== Texto citado ==

La inflación no ha muerto, la han asesinado

 

En el siglo XIX, la mayoría de países desarrollados tuvieron en distintas etapas inflación y deflación. En cambio, en la siguiente centuria, a partir de la II Guerra Mundial, la primera tuvo un papel destacado y la segunda cayó en un completo olvido, excepto en Japón.

Durante la década de los 70 y los primeros 80 del pasado siglo, la lucha contra la inflación se acentuó considerablemente en las naciones avanzadas, debido a dos crisis del petróleo casi consecutivas (1973 a 1975 y 1979 a 1981).

El combate tuvo como capitán general a Paul Volcker, presidente de la Reserva Federal entre 1979 y 1987. Un banco central independiente del poder político desde 1951, cuyo máximo dirigente es nombrado por aquél, pero no puede ser cesado, si su gestión no le agrada.

El gran éxito obtenido por Volcker, quién consiguió reducir la tasa de inflación del 11,3% al 2,5% entre agosto de 1979 y el mismo mes de 1983, llevó a numerosos países a replicar parcialmente en los siguientes años el modelo instaurado en EEUU. El presidente de su banco central ya no sería un político, como era relativamente habitual, sino un prestigioso economista y tendría una nula dependencia del ministerio de Economía.

En la etapa señalada, la decepcionante evolución económica provocó la llegada al poder de nuevos políticos con ideas muy diferentes a las de los anteriores. En la década de los 80, sus principales representantes fueron Reagan y Thatcher. Sus asesores renegaron de los postulados keynesianos y abrazaron los neoliberales. El orden de prioridades cambió y la consecución de una muy baja tasa de inflación se convirtió en un gran emblema de los nuevos tiempos.

Las nuevas autoridades, persuadidas por prominentes hombres de negocios, decidieron convertir progresivamente a la Bolsa en el epicentro de la economía empresarial. Para conseguir tal propósito, hicieron leyes que disminuyeron los costes que suponía cotizar en ellas, flexibilizaron las condiciones para que las compañías formaran parte del parqué, llevaron a éste a las principales empresas públicas de sus países y redujeron las comisiones de intermediación, especialmente para los pequeños inversores. Había nacido el capitalismo popular.

Para que éste tuviera éxito, la inversión en Bolsa había de ser un buen negocio. Con dicha finalidad, diseñaron un contexto económico y empresarial ideal para la renta variable: una tasa de inflación muy baja, un menor crecimiento de la oferta de deuda pública y unos grandes incentivos monetarios a los directivos, si éstos conseguían un elevado incremento del precio de las acciones de sus empresas en el corto plazo (igual o inferior a los cinco años).

Una inflación muy reducida provoca un desplazamiento de capitales desde la renta fija a la variable, al casi anular el atractivo de los activos con escaso o nulo riesgo, abarata el coste de financiación de las empresas y aumenta en mayor medida la rentabilidad de los inversores que se endeudan para adquirir acciones.

Una mayor restricción al crecimiento de la deuda pública reduce la competencia que las letras y los bonos del Tesoro suponen para los títulos emitidos por las empresas, y hace que éstas paguen una menor prima a los inversionistas. Una coyuntura que propician los políticos en el poder si consideran que casi cualquier déficit público constituye un gran peligro.

===

Tareas propuestas:
1. Extrae literalmente del texto sobre la inflación el fragmento que comienza en "La inflación no" y termina en "excepto en Japón.".
2. Escribe una continuación del texto sobre la inflación a partir de su última oración.

== Filas suministradas ==

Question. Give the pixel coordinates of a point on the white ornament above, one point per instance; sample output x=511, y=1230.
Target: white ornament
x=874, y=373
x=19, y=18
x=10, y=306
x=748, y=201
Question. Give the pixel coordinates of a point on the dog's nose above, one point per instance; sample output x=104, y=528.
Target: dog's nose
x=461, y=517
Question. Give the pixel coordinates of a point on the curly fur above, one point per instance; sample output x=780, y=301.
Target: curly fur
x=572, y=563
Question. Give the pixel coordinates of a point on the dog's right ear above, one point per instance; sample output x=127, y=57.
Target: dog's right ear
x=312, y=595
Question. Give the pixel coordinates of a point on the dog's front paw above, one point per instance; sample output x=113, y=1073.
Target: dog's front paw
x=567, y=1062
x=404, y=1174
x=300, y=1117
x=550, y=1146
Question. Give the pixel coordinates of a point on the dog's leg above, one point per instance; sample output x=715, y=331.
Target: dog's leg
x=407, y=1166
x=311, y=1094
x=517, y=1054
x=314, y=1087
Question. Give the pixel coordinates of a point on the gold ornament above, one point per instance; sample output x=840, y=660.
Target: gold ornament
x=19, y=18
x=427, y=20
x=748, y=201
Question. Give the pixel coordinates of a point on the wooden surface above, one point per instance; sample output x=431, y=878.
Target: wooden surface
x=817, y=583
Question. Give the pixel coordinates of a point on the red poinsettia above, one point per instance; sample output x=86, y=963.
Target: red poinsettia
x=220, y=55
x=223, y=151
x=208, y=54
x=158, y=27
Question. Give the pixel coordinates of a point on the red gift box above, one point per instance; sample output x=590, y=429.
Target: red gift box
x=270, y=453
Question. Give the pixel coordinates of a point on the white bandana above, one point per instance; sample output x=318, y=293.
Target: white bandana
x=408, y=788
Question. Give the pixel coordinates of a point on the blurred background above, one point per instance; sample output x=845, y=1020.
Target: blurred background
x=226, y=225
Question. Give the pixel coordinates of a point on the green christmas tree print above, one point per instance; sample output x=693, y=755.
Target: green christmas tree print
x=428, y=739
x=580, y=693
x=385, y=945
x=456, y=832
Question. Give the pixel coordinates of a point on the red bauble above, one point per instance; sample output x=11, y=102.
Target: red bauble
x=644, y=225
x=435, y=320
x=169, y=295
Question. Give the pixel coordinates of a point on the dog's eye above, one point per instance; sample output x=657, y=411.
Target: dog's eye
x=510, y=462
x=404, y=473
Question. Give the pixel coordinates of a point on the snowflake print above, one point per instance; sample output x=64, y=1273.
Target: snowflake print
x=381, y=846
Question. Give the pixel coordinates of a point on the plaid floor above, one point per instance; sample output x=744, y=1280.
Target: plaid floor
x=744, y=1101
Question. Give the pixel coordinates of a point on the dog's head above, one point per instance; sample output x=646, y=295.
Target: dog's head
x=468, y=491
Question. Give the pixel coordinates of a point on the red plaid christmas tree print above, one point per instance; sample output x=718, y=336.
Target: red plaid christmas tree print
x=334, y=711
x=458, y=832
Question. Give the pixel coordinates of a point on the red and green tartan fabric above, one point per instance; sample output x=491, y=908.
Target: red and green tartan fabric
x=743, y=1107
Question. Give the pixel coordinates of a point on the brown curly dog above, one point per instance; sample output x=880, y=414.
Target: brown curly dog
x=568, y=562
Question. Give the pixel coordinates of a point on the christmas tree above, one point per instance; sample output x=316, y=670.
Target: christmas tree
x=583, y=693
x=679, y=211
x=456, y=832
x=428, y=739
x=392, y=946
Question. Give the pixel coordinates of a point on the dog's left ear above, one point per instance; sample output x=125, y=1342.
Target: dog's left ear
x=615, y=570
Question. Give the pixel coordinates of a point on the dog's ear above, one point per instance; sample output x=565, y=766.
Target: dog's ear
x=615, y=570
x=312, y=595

===

Resultados por tarea:
1.
La inflación no ha muerto, la han asesinado

 

En el siglo XIX, la mayoría de países desarrollados tuvieron en distintas etapas inflación y deflación. En cambio, en la siguiente centuria, a partir de la II Guerra Mundial, la primera tuvo un papel destacado y la segunda cayó en un completo olvido, excepto en Japón.

2.
En la mayoría de las ocasiones, un elevado incremento del precio de las acciones de una empresa es consecuencia de un gran aumento de sus beneficios. Para lograr este último propósito, los nuevos gurús económicos sugirieron un cambio en el sistema de remuneración de los directivos. La retribución fija no disminuiría, pero la variable podría crecer mucho, si aquéllos cumplían las metas establecidas por el Consejo de Administración.

Existen dos principales métodos para lograrlo: vender más productos a un mayor precio a más clientes o incurrir en un inferior coste de producción. Algunos intentaron hacer ambas acciones. No obstante, la mayoría se conformó con lograr la segunda. Al ser los salarios de los empleados la principal partida de gasto de muchas empresas, conseguirían el éxito si la reducían.

Las principales técnicas empleadas fueron las siguientes: persuadir a los políticos de que a la nación le convienen nuevas leyes laborales que beneficien a las patronales y debiliten a los sindicatos, trasladar a empresas proveedoras más pequeñas y menos sindicalizadas una gran parte de la producción realizada por las grandes compañías, deslocalizar ésta a países donde los salarios son más bajos y convencer a las autoridades de que firmen acuerdos que liberalicen en mayor medida el comercio con los países emergentes.

En definitiva, la combinación de los anteriores factores ha matado a la inflación. No ha sido una muerte natural, sino un asesinato. No obstante, como suele suceder en Economía, su desaparición será solo temporal. Volverá por la puerta grande y probablemente su regreso no constituya un gran problema, sino que sea una muestra de la felicidad de la población.

En la actual década, la aplicación de algunos principios neoliberales ha contribuido decisivamente a que numerosas familias no salgan de la crisis con que la iniciaron. Por eso, muchas han cambiado su voto y, en lugar de dárselo a líderes y partidos convencionales, se lo han otorgado recientemente a políticos de corte populista.

La reciente llegada al poder de los últimos convencerá a los más listos de los primeros que deben proponer a la población una política económica diferente, tal y como hicieron algunos avezados en las décadas de los 70 y 80 del pasado siglo. Si así sucede, el neoliberalismo entrará en declive y será sustituido por otra ideología económica. Ésta resucitará la inflación. Probablemente, no lo hará a una muy elevada, pero sí a una moderada, aunque más alta que la que les gusta a los principales bancos centrales de la economía mundial.